**To do**
**a)** According to the article on Wilbur Lee Jennings, which objects did investigators consider the likely murder weapons?
**b)** Carry the article on Wilbur Lee Jennings forward from its final sentence.

**Extract to read**
Convicted American serial killer

Wilbur Lee Jennings (1940 – February 11, 2014), known as The Ditchbank Murderer, was an American serial killer who killed at least six girls and women in Fresno and Sacramento, California between 1981 and 1984. On November 20, 1986, he was sentenced to death, but died in custody before he could be executed.

== Trial ==
Jennings's trial for four of the then believed only five victims began in 1986. The main evidentiary basis for the prosecution's case were the numerous objects identified by victims' family members, chiefly the baseball bat and pipe with blood stains on them, which, according to investigators, were the likely murder weapons. Aside from that, there was testimony from Jennings' relatives, friends, and acquaintances, in addition to that from the murdered girls' friends as well.

Wilbur himself maintained his innocence throughout the whole process, accusing the prosecutor of putting pressure on witnesses and forcing them to give false testimony.

However, despite his efforts, on November 20, Jennings was found guilty on all charges, and was promptly sentenced to death. The victims in which Jennings was convicted of killing were Linda Johnson in September 1984, Olga Cannon in August 1984, Jacqueline Frazier in July 1984 and Karen Robinson in August 1983. He was convicted of second degree murder for Robinson's death and first degree murder for the other victims.

**Stored data entries**
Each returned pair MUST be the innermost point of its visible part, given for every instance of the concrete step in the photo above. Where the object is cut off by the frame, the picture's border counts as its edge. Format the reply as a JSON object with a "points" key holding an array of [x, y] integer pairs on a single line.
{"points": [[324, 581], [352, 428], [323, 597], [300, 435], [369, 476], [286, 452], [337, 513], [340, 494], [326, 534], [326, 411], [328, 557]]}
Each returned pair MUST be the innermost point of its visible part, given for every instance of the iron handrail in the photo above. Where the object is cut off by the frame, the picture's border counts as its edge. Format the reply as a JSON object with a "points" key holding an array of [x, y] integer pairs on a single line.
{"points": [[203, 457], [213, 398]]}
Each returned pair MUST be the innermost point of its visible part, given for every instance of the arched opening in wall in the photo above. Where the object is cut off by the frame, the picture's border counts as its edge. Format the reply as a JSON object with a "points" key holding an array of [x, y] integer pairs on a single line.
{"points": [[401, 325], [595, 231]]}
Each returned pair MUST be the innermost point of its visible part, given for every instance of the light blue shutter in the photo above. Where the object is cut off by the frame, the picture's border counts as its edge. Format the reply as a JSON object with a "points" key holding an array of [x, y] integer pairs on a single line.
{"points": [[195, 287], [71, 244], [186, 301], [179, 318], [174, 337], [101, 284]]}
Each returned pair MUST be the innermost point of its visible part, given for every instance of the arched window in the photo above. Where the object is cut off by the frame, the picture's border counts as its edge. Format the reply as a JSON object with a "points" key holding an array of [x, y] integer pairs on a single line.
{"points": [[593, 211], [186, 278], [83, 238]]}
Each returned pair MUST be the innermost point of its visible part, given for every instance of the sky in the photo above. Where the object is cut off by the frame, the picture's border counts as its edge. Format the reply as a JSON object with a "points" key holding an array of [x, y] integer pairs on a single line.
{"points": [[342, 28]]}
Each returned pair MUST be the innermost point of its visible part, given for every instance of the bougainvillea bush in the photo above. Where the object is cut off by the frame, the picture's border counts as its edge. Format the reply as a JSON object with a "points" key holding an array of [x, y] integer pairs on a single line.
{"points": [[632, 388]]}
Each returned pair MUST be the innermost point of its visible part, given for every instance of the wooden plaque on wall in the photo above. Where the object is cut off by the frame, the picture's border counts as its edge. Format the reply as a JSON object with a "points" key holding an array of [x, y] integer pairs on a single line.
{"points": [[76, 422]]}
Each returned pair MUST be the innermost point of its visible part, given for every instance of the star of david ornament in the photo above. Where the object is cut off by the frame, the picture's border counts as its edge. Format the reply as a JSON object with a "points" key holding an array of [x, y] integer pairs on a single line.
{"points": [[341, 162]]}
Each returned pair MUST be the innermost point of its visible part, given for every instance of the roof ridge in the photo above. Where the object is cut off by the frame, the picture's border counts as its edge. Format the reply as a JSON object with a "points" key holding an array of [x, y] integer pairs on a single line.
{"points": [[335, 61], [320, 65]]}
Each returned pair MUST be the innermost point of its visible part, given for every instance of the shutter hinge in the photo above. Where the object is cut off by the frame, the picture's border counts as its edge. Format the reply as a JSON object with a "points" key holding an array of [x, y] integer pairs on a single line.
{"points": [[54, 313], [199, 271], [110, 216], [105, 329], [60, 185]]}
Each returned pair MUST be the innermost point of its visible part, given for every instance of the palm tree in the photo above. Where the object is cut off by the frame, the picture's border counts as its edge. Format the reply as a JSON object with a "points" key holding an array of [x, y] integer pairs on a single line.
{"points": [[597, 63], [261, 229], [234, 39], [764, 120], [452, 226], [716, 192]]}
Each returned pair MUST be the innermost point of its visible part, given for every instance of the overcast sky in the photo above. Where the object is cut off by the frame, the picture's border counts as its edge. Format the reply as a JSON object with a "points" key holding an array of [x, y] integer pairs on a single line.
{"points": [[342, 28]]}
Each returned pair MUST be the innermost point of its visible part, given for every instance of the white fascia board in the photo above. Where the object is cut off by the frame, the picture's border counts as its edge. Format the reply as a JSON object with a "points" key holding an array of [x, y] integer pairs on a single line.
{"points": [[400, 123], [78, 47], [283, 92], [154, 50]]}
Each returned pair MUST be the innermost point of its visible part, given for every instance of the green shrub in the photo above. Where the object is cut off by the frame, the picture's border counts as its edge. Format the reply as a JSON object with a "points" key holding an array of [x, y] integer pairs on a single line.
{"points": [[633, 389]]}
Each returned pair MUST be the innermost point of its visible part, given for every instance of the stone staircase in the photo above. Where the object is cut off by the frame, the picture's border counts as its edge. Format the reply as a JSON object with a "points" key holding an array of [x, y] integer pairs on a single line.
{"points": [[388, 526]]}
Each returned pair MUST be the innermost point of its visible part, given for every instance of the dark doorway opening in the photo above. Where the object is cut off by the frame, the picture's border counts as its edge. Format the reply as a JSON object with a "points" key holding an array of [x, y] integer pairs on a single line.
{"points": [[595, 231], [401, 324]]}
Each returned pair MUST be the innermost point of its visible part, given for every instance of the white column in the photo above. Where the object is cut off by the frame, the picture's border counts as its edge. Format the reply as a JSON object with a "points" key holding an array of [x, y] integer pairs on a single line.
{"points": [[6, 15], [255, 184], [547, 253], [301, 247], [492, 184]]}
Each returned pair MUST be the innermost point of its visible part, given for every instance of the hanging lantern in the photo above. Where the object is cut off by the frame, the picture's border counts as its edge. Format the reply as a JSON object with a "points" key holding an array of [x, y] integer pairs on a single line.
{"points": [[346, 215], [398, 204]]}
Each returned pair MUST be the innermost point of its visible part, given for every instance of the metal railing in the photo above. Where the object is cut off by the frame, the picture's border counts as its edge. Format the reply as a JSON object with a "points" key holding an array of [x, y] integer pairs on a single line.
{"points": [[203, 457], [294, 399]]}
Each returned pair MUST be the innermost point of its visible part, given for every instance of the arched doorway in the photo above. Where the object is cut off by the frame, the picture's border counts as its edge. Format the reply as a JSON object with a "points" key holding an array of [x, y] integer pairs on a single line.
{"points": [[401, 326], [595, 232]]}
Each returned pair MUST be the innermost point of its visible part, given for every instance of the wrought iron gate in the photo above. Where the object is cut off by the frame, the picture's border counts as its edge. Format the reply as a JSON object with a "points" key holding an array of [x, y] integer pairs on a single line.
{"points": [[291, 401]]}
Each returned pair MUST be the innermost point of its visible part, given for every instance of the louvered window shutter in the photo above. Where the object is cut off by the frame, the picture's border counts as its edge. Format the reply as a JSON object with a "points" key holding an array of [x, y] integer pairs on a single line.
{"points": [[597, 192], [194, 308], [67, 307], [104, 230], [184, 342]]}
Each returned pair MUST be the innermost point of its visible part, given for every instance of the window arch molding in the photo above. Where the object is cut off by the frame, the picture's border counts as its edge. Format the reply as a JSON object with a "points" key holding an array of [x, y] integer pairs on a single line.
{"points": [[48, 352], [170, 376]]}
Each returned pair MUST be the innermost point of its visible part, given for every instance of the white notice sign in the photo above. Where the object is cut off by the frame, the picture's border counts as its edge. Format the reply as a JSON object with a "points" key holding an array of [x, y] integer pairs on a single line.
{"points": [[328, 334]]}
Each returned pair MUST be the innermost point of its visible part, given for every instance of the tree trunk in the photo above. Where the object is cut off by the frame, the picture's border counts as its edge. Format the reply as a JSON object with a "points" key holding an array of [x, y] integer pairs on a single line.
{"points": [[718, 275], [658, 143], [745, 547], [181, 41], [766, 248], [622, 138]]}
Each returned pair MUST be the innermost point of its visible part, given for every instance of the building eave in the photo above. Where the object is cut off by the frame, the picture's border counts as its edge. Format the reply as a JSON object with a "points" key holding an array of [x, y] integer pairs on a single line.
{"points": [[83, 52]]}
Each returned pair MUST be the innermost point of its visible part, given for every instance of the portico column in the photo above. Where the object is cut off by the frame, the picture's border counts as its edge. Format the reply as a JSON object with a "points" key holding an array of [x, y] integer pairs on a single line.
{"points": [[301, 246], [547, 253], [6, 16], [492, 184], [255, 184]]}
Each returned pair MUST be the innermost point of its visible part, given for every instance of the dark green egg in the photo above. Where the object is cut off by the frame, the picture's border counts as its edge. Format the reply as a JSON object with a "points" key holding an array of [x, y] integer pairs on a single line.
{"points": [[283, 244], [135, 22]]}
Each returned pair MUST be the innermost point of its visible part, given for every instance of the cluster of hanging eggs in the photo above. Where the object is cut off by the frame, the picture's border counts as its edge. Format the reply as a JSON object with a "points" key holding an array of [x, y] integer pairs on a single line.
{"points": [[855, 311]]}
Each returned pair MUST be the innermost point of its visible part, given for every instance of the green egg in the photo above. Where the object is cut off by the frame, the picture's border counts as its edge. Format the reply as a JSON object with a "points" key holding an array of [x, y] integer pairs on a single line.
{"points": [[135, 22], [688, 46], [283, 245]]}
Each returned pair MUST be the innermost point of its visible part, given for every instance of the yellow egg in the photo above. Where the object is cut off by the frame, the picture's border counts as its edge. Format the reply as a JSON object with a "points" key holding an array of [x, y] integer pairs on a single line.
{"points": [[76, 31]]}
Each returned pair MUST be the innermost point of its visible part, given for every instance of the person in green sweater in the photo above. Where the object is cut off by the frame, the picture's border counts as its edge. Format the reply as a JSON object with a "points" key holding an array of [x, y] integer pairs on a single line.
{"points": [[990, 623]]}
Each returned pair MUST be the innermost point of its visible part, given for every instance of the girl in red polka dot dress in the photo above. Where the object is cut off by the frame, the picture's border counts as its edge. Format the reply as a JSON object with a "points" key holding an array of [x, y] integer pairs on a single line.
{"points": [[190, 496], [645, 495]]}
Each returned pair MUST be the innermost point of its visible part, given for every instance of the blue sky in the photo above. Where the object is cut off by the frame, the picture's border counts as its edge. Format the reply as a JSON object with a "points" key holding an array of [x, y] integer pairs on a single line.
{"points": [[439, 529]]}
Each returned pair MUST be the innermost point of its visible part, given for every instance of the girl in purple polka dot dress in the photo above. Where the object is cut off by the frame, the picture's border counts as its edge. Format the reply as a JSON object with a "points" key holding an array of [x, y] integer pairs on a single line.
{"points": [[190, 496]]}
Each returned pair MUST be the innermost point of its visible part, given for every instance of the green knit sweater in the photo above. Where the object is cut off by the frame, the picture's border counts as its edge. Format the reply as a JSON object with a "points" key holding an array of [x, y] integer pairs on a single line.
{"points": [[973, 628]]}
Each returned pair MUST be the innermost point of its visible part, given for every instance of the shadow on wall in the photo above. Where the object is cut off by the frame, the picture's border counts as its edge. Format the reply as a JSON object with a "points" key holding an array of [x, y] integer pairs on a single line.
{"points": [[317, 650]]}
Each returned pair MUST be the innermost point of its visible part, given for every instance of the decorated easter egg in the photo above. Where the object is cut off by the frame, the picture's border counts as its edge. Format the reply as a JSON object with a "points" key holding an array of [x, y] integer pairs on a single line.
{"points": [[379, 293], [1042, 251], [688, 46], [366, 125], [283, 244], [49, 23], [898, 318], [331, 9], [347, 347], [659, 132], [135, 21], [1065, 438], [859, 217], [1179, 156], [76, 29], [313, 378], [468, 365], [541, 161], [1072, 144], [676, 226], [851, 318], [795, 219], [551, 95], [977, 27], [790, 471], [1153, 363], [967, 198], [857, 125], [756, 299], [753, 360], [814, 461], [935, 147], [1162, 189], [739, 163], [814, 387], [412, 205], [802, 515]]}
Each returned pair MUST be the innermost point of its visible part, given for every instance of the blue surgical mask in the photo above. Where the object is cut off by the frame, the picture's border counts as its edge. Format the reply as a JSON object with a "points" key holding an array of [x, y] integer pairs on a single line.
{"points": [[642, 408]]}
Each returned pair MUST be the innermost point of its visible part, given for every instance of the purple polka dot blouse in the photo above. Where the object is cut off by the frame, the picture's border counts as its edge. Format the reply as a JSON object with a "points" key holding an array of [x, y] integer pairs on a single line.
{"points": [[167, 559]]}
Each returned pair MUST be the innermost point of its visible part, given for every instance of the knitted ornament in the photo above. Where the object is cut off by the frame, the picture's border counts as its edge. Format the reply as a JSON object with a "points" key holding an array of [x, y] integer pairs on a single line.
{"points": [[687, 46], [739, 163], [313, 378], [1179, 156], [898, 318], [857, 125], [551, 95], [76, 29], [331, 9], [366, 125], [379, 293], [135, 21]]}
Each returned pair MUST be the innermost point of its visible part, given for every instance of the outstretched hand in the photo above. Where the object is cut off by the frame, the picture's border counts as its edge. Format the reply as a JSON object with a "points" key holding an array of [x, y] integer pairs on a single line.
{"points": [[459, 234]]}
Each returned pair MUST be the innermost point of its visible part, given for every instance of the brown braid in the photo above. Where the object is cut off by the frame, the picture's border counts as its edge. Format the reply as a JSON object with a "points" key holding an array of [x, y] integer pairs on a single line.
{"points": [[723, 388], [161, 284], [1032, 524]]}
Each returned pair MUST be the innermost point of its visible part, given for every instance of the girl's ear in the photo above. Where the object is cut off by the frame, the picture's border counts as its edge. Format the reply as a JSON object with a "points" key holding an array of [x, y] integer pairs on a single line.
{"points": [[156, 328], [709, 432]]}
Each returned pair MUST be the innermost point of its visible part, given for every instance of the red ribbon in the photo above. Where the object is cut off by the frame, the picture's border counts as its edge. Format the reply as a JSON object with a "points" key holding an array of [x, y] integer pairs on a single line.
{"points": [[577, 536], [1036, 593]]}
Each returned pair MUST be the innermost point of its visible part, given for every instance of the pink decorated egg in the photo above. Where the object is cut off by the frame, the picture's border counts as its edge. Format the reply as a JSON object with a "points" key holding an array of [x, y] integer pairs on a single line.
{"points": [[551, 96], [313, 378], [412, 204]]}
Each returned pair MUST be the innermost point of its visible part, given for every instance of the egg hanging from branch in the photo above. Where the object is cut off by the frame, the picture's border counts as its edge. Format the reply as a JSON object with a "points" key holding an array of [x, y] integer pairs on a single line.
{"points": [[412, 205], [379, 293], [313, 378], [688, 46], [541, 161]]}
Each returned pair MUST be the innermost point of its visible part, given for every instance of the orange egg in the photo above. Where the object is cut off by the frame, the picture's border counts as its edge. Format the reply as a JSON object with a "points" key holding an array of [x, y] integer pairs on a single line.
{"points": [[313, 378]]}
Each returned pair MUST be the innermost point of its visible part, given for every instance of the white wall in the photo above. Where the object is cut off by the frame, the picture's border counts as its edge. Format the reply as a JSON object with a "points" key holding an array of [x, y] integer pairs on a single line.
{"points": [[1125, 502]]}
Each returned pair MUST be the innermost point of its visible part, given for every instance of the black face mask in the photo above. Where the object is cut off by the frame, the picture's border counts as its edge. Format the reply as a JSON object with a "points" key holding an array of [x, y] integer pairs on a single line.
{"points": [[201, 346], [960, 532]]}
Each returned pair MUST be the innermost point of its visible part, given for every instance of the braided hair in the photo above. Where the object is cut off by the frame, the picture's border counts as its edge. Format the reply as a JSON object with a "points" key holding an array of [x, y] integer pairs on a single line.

**Outputs by task**
**a)** A baseball bat and a pipe, both with blood stains on them.

**b)**
== Death ==
After his conviction, Jennings was transferred to the death row in San Quentin State Prison, where he spent the subsequent years of his life. In October 2005, following the results of a DNA examination, Jennings was linked to the murder of 76-year-old Clarice Reinke, who had been raped and killed in Fresno in June 1983, as well as that of 17-year-old Debra Chandler, who had been raped and murdered in July 1981. Chandler's body, as with Jennings' other victims, had been found in an irrigation ditch outside Fresno. In the Reinke case, authorities found a peculiarity: aside from Wilbur's biological traces, they also found DNA belonging to another man. After further inquiries, it was linked to 64-year-old Alvin Johnson, who was serving a prison sentence for a rape-murder committed in Utah. New charges were brought against Jennings, but he refused to admit his guilt in either of the cases, claiming that the results had been falsified. By that time, he was having health problems, as he had been diagnosed with prostate cancer and diabetes, as a result of which his trial for the murders of Reinke and Chandler was postponed several times.

Ultimately, the criminal case for Chandler began in late 2013, leading Wilbur Jennings to be transferred out of San Quentin State Prison to the Sacramento County Jail, where he died on February 11, 2014, aged 73, due to complications from his diseases.